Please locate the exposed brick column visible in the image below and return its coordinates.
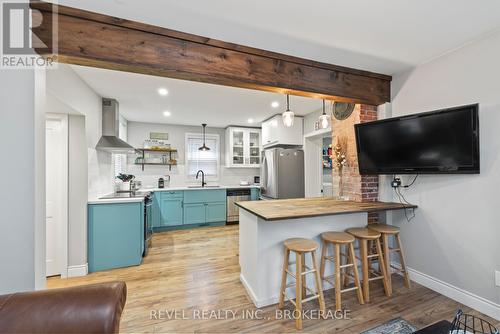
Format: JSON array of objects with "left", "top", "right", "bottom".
[
  {"left": 359, "top": 104, "right": 378, "bottom": 224},
  {"left": 332, "top": 104, "right": 378, "bottom": 223}
]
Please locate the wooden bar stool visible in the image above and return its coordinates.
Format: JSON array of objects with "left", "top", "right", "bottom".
[
  {"left": 320, "top": 232, "right": 365, "bottom": 311},
  {"left": 278, "top": 238, "right": 325, "bottom": 329},
  {"left": 367, "top": 224, "right": 411, "bottom": 290},
  {"left": 346, "top": 228, "right": 392, "bottom": 303}
]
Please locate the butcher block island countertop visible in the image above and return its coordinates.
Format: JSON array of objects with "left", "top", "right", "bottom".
[{"left": 236, "top": 197, "right": 417, "bottom": 221}]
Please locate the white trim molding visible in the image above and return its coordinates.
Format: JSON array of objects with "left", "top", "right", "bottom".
[
  {"left": 392, "top": 262, "right": 500, "bottom": 321},
  {"left": 68, "top": 263, "right": 89, "bottom": 278}
]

┄┄┄┄┄┄┄┄┄┄

Can you arrange every line above as a JSON list of strings, one string per line, with blank lines and any picture left out?

FULL ANSWER
[
  "Please locate the exposed brick column visible in the image below and return its coordinates.",
  "Format: JSON array of objects with \"left\", \"top\", \"right\", \"bottom\".",
  "[",
  "  {\"left\": 359, \"top\": 104, \"right\": 378, \"bottom\": 224},",
  "  {\"left\": 332, \"top\": 104, \"right\": 378, \"bottom\": 223}",
  "]",
  "Please locate the wooden bar stool visible in the image above and return its coordinates.",
  "Format: JSON array of objects with \"left\", \"top\", \"right\", \"bottom\".",
  "[",
  "  {\"left\": 320, \"top\": 232, \"right\": 365, \"bottom\": 311},",
  "  {\"left\": 278, \"top\": 238, \"right\": 325, \"bottom\": 329},",
  "  {\"left\": 367, \"top\": 224, \"right\": 411, \"bottom\": 290},",
  "  {\"left\": 346, \"top\": 228, \"right\": 392, \"bottom\": 303}",
  "]",
  "Please locate the butcher block island countertop visible in the image above and return its coordinates.",
  "Format: JSON array of objects with \"left\", \"top\", \"right\", \"bottom\".",
  "[{\"left\": 236, \"top\": 197, \"right\": 417, \"bottom\": 221}]",
  "Please locate the white trim molding visible in the image above and return its coordinates.",
  "Format: JSON array of objects with \"left\", \"top\", \"right\", \"bottom\".",
  "[",
  "  {\"left\": 392, \"top\": 262, \"right\": 500, \"bottom\": 321},",
  "  {\"left\": 68, \"top\": 263, \"right\": 89, \"bottom\": 278}",
  "]"
]